PROMPT |
Write every line out verbatim and omit the pictures.

+---+

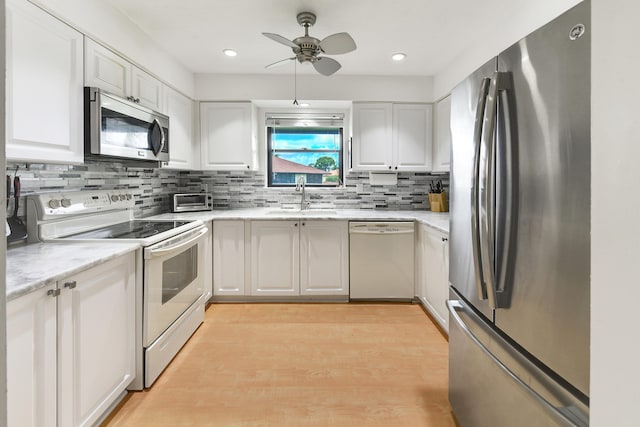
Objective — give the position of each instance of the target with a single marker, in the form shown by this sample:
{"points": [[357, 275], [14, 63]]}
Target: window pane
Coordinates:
{"points": [[310, 139], [313, 154]]}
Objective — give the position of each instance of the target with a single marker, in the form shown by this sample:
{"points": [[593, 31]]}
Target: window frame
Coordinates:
{"points": [[271, 152]]}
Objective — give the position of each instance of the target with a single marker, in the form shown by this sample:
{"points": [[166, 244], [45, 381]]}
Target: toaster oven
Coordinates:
{"points": [[192, 202]]}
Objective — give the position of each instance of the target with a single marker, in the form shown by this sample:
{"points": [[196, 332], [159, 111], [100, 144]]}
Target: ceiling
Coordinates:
{"points": [[431, 32]]}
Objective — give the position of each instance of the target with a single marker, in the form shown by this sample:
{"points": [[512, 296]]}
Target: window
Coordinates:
{"points": [[313, 153]]}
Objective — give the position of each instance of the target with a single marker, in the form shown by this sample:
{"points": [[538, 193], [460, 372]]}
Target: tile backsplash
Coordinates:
{"points": [[152, 188]]}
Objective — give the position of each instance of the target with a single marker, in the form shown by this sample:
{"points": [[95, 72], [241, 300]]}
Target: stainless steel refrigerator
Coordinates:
{"points": [[519, 236]]}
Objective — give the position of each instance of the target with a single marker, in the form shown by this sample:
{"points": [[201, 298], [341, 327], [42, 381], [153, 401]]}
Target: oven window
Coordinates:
{"points": [[178, 272]]}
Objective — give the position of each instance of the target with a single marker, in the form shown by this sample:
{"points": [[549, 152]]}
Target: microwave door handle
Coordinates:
{"points": [[153, 253], [475, 223], [163, 138], [156, 149]]}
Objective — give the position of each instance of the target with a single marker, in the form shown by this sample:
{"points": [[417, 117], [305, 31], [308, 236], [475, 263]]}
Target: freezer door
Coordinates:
{"points": [[549, 303], [492, 385], [466, 116]]}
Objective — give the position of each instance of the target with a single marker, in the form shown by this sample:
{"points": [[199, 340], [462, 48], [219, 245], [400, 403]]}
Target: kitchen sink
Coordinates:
{"points": [[306, 212]]}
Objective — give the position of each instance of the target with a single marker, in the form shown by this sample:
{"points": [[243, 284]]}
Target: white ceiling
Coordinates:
{"points": [[431, 32]]}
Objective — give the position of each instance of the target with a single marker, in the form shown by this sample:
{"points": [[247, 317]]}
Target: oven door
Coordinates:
{"points": [[173, 280]]}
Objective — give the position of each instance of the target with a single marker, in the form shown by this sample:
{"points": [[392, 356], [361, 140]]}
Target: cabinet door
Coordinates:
{"points": [[96, 338], [106, 70], [275, 255], [442, 144], [31, 359], [412, 140], [184, 153], [228, 258], [147, 90], [324, 258], [226, 133], [435, 273], [371, 146], [44, 96]]}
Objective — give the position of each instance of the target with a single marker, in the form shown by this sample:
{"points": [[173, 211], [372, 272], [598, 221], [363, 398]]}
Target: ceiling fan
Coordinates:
{"points": [[307, 48]]}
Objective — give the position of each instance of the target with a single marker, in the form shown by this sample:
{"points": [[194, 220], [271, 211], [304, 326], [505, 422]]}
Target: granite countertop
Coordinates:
{"points": [[437, 220], [35, 266]]}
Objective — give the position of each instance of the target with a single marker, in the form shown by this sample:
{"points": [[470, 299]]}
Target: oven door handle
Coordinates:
{"points": [[153, 253]]}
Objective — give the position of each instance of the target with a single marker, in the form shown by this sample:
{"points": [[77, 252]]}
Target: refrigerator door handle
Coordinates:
{"points": [[454, 306], [475, 223], [487, 188]]}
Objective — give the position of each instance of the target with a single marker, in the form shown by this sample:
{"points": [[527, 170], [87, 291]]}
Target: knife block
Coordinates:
{"points": [[438, 202]]}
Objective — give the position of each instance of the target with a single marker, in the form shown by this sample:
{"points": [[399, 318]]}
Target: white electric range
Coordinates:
{"points": [[170, 299]]}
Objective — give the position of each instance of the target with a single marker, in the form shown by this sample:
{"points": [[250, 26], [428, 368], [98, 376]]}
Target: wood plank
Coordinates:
{"points": [[302, 365]]}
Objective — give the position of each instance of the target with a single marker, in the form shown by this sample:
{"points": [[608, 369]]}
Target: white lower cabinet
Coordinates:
{"points": [[433, 273], [70, 347], [324, 258], [275, 266], [299, 257], [228, 257]]}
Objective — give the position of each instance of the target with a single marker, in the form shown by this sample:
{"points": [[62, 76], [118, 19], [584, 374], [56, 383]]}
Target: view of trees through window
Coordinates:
{"points": [[312, 153]]}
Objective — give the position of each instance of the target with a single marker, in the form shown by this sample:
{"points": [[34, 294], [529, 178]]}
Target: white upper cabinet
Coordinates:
{"points": [[184, 152], [227, 136], [412, 127], [371, 144], [44, 90], [109, 71], [442, 144], [391, 137]]}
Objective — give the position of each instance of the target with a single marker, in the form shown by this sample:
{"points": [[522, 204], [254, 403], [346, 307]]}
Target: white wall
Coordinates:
{"points": [[615, 213], [102, 22], [533, 15], [225, 87]]}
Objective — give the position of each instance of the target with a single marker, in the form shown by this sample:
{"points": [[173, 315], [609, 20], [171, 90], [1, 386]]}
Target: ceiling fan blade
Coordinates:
{"points": [[278, 38], [337, 44], [278, 63], [326, 66]]}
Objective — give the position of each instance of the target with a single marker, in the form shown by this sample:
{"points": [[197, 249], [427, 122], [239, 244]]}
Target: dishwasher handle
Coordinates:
{"points": [[382, 228], [373, 231]]}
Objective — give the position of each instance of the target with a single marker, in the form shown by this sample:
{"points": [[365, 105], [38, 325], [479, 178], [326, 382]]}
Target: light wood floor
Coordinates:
{"points": [[302, 365]]}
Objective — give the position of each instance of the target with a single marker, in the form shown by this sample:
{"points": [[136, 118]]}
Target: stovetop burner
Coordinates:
{"points": [[136, 229]]}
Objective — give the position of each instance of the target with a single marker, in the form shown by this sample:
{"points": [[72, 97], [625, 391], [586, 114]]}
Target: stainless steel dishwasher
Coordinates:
{"points": [[381, 261]]}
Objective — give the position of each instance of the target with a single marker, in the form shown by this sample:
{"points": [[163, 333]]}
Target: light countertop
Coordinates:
{"points": [[35, 266], [437, 220]]}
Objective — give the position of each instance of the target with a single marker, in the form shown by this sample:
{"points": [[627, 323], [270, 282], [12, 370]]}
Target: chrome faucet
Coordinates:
{"points": [[300, 186]]}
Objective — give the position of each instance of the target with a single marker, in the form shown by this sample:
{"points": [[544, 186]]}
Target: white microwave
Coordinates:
{"points": [[116, 127]]}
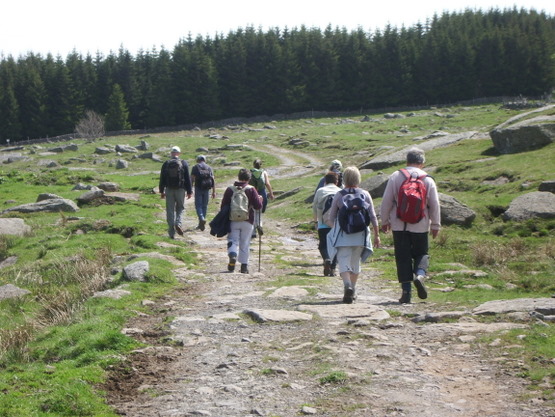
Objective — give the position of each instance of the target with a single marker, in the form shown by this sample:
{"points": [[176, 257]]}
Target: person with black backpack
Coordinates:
{"points": [[243, 200], [321, 209], [410, 208], [202, 177], [174, 183], [261, 181], [352, 211]]}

+---+

OUTPUT BELOW |
Objective — give the position of each instance of the target with a single marker, in the form shown by this sample:
{"points": [[357, 275], [14, 63]]}
Target: window pane
Coordinates:
{"points": [[310, 139], [313, 154]]}
Objective — give the position of each instance of the target with a single marker, in the form shown by this sample:
{"points": [[593, 31]]}
Target: window frame
Coordinates:
{"points": [[271, 152]]}
Objective — give the position of each instance of the target with a single marker, in the form shown by this sample:
{"points": [[166, 244], [45, 381]]}
Target: toaster oven
Coordinates:
{"points": [[192, 202]]}
Objective — give the position of each instance of the target with a single marker, in the form shown by this sample:
{"points": [[196, 332], [159, 111], [100, 144]]}
Target: ceiling
Coordinates:
{"points": [[431, 32]]}
Objective — give the position of each instance of the target with a single marker, in the form shown by this sample:
{"points": [[512, 296]]}
Target: window
Coordinates:
{"points": [[313, 153]]}
Objective — give the position of each instance of the target with a single marker, in the form shown by this sample:
{"points": [[538, 193], [460, 372]]}
Target: tile backsplash
Coordinates:
{"points": [[152, 188]]}
Objective — give the position of each instance of the target with a single marker, in the form shown by this sample:
{"points": [[95, 72], [241, 300]]}
Target: stainless steel refrigerator
Coordinates:
{"points": [[519, 236]]}
Objective — give the position of each instance of the target with a single marker, in the form shown by this sample:
{"points": [[201, 298], [341, 327], [42, 381], [153, 401]]}
Target: oven window
Coordinates:
{"points": [[178, 272]]}
Objective — give the position of each instance of the target with a single marker, in the form shown by this sample:
{"points": [[549, 152]]}
Target: microwave door handle
Coordinates:
{"points": [[153, 253], [475, 223], [163, 138], [156, 149]]}
Objective — give the position of each instance of the target with a single marker, in the form shown by this sample:
{"points": [[417, 117], [305, 31], [308, 236], [475, 263]]}
Target: freezer door
Coordinates:
{"points": [[549, 303], [492, 385], [466, 116]]}
Objective — give the position of each instance of the target with a single marker, in the form shown by this sample:
{"points": [[199, 340], [462, 48], [219, 245], [400, 403]]}
Target: kitchen sink
Coordinates:
{"points": [[306, 212]]}
Objective — give the position of each instance of the target with a single marker, in the form shown by this sample:
{"points": [[243, 284]]}
Target: white ceiling
Coordinates:
{"points": [[431, 32]]}
Objective — give the position of each instance of the target with a single marker, in the form shown by this sample:
{"points": [[247, 317]]}
Target: oven door
Coordinates:
{"points": [[173, 280]]}
Objective — give the position of each instance of the target with a single marker, in the form shown by this sample:
{"points": [[392, 356], [361, 140]]}
Target: cabinet door
Coordinates:
{"points": [[96, 338], [106, 70], [275, 255], [442, 144], [31, 359], [412, 140], [184, 153], [228, 258], [147, 90], [324, 258], [226, 133], [435, 273], [371, 146], [44, 96]]}
Objective — give the position of each instance of the target with a single marker, in the form shown by this sample:
{"points": [[173, 211], [372, 272], [598, 221], [363, 398]]}
Target: ceiling fan
Coordinates:
{"points": [[307, 48]]}
Objective — give the position of each instance of the target with a single marker, in the form shown by this sample:
{"points": [[194, 220], [271, 211], [304, 326], [505, 422]]}
Target: granite countertop
Coordinates:
{"points": [[437, 220], [35, 266]]}
Objective — give the position of each instance of the target with a single marker, in the form shown by this sample:
{"points": [[470, 299]]}
Target: oven door handle
Coordinates:
{"points": [[153, 253]]}
Objective — give the position of each instance of the target with a single marker, in the form shown by this sample:
{"points": [[77, 252]]}
Target: refrigerator door handle
Coordinates:
{"points": [[454, 306], [475, 223], [487, 188]]}
Objective — give the position of each instance of the target with a single marker, in the form shown by this sample:
{"points": [[527, 170], [87, 291]]}
Target: knife block
Coordinates:
{"points": [[438, 202]]}
Objective — give the position of each instance of the target with a single marker, in the form shown by this sample:
{"points": [[399, 318]]}
Target: white electric range
Coordinates:
{"points": [[170, 299]]}
Objective — give the position of each instance of the target with a single marker, in the form shown by this sample:
{"points": [[250, 26], [428, 368], [98, 376]]}
Target: wood plank
Coordinates:
{"points": [[302, 365]]}
Objective — give the position of each instance of the target with a single marker, in the form shown by this sample:
{"points": [[608, 369]]}
Target: white lower cabinet
Coordinates:
{"points": [[433, 273], [70, 347], [324, 258], [275, 266], [299, 257], [228, 257]]}
Objective — give the position of each instance of the target with a single marker, in the form shown by this sample:
{"points": [[62, 76], [118, 19], [584, 374], [56, 383]]}
Target: view of trees through window
Coordinates:
{"points": [[312, 153]]}
Objective — give the position of each instance of the target with a single marker, in the form shown by this sample:
{"points": [[34, 294], [529, 178]]}
Target: white upper cabinet
Coordinates:
{"points": [[184, 152], [227, 136], [412, 127], [371, 144], [44, 90], [109, 71], [442, 144], [391, 137]]}
Objective — give the position of each instance of the target with a single marker, in the form shown by this sample:
{"points": [[522, 204], [254, 403], [346, 307]]}
Target: white wall
Coordinates:
{"points": [[615, 213], [102, 22], [533, 15], [225, 87]]}
Objective — give the position of each instance of the target with a single marker, in the form shown by this sample:
{"points": [[173, 315], [609, 20], [171, 90], [1, 386]]}
Target: ceiling fan blade
Coordinates:
{"points": [[278, 38], [337, 44], [278, 63], [326, 66]]}
Objective — give the position of each instance of the target with a single marker, in the form shown by this sample:
{"points": [[197, 249], [427, 122], [239, 244]]}
Target: dishwasher handle
Coordinates:
{"points": [[382, 228], [373, 231]]}
Objective — give the position of each instance of the target with a single marker, in the form shown by this sample:
{"points": [[365, 105], [38, 325], [479, 178], [326, 382]]}
Target: light wood floor
Coordinates:
{"points": [[302, 365]]}
Objective — give the position of each instance of the target with a single marker, in the form shown by this sample:
{"points": [[136, 118]]}
Target: stovetop burner
Coordinates:
{"points": [[136, 229]]}
Objective — give the position of each instance of the target with a single marker, in the form shown by this sample:
{"points": [[72, 97], [625, 391], [586, 114]]}
Target: stainless steel dishwasher
Coordinates:
{"points": [[381, 261]]}
Objective — give the position of each instance of the target with a single marker, in the form shown by this sample:
{"points": [[163, 333]]}
Target: light countertop
Coordinates:
{"points": [[35, 266], [437, 220]]}
Objective — give the position of each instance of the target with a single marker, in the form shown by this sample:
{"points": [[627, 323], [270, 282], [12, 370]]}
Target: chrome faucet
Coordinates:
{"points": [[300, 186]]}
Objective — give the position of each instance of the target with a single marker, in the form shown by this sample:
{"points": [[544, 186]]}
Target: white microwave
Coordinates:
{"points": [[116, 127]]}
Objective — give the position of each instance of the target with a single marker, in the form shown by this sample:
{"points": [[176, 257]]}
Target: person with black backpack
Coordinates:
{"points": [[243, 200], [321, 209], [410, 208], [202, 177], [174, 183], [261, 181], [352, 211]]}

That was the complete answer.